═══ Texto apresentado

A transfusão de sangue é um dos cinco procedimentos médicos mais realizados em todo o mundo. A primeira transfusão de sangue ocorreu no século XVII, e no início do século XX, após a descoberta do sistema ABO, que deu origem ao conhecimento da tipagem sanguínea, a transfusão passou a ter importância clínica no tratamento de milhares de pacientes.
Nas guerras mundiais, milhares de vidas foram salvas com a transfusão. Entretanto, desde então, ao mesmo tempo em que importantes efeitos benéficos da transfusão são conhecidos, somam-se a elas numerosos efeitos adversos que podem resultar em complicações incluindo morte.

══════

### Questão 1
De acordo com o texto sobre transfusão de sangue, qual descoberta deu origem ao conhecimento da tipagem sanguínea?
### Questão 2
Indique se cada afirmação concorda com o texto sobre transfusão de sangue, respondendo sim ou não e citando as palavras do texto que decidem a questão. (a) A primeira transfusão de sangue ocorreu no século XIX. (b) Nas guerras mundiais, a transfusão salvou milhares de vidas. (c) Os efeitos adversos da transfusão podem levar à morte.

═══ Itens fornecidos

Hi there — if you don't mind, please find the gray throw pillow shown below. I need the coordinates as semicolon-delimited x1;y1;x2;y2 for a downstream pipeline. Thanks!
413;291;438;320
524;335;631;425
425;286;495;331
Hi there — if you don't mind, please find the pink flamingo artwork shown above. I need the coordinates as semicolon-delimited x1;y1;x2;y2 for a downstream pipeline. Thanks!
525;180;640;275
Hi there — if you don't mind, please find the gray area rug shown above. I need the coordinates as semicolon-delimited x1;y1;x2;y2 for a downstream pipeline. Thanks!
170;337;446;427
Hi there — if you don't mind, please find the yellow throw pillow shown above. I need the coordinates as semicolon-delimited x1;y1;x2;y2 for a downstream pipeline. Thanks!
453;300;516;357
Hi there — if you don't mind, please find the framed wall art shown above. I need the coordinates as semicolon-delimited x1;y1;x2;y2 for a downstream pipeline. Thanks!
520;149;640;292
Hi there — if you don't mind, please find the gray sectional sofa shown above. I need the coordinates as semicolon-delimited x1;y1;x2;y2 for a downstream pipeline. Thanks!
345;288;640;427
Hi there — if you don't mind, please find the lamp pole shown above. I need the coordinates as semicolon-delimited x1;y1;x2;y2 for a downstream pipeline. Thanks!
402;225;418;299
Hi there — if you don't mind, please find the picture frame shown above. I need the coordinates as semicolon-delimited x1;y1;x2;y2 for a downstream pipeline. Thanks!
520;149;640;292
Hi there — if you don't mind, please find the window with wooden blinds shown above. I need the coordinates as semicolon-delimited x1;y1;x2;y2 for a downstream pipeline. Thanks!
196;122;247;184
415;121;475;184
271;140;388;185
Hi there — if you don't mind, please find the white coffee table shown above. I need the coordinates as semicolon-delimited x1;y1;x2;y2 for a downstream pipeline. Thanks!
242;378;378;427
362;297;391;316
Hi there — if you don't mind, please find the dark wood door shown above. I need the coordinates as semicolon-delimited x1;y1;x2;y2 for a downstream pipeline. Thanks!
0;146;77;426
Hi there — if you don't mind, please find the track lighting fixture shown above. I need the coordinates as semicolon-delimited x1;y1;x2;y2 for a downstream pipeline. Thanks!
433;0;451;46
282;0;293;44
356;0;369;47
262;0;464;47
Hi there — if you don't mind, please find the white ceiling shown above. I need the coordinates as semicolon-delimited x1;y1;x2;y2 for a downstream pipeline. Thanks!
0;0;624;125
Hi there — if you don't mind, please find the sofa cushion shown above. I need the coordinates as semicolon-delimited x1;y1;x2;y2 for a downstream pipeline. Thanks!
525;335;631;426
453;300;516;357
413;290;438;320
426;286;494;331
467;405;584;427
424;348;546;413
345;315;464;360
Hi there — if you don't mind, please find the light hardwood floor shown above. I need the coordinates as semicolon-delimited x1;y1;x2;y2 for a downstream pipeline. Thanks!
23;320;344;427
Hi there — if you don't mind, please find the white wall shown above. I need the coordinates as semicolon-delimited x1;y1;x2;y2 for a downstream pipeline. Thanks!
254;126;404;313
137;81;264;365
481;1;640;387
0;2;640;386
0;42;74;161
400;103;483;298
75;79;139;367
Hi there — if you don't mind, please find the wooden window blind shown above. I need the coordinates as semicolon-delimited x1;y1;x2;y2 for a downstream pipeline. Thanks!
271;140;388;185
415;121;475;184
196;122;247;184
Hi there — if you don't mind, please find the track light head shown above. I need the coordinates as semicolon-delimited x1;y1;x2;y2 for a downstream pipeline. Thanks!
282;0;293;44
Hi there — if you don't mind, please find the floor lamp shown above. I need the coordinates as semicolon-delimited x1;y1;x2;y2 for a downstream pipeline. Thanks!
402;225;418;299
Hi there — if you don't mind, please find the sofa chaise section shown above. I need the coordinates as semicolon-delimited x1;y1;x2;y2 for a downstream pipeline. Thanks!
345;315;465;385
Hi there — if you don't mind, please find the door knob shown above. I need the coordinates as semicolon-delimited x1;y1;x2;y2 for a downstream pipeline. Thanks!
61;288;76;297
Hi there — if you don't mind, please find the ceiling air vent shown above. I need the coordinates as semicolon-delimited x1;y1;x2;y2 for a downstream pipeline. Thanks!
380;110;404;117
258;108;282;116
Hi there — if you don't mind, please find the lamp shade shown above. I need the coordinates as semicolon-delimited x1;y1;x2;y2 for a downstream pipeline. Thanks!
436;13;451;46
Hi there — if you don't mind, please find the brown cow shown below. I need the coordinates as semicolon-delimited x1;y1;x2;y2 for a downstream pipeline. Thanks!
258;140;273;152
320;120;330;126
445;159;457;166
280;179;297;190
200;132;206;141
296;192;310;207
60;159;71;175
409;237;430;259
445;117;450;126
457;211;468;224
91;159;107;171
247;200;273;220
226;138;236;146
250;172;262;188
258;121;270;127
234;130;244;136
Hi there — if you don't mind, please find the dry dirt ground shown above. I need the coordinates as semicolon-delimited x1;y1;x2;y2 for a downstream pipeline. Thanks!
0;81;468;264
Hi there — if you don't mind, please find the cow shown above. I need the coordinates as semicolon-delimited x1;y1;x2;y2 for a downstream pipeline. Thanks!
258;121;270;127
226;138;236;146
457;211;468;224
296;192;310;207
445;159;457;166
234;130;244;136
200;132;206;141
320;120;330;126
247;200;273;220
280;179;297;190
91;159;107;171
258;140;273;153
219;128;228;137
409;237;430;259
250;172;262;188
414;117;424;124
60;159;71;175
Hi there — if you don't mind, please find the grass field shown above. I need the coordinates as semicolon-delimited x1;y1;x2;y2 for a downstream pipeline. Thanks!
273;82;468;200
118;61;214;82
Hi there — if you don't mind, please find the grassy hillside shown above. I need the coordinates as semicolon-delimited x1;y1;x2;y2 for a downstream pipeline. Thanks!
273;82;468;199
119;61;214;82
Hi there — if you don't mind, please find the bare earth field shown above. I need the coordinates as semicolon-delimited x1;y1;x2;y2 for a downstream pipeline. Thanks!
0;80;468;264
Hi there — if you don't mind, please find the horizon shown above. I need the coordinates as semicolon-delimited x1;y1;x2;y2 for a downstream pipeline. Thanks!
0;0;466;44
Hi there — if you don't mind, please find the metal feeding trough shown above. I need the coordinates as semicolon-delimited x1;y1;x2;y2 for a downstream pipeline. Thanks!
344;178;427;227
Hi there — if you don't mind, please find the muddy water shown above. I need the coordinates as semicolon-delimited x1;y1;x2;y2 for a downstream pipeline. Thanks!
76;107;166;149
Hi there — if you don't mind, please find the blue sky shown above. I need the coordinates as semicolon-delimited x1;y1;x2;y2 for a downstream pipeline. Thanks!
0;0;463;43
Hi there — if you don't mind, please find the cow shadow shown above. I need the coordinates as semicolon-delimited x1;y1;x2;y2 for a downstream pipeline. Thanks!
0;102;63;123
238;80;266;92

══════

### Resposta 1
A descoberta do sistema ABO.

### Resposta 2
(a) Não: "A primeira transfusão de sangue ocorreu no século XVII".
(b) Sim: "Nas guerras mundiais, milhares de vidas foram salvas com a transfusão".
(c) Sim: "numerosos efeitos adversos que podem resultar em complicações incluindo morte".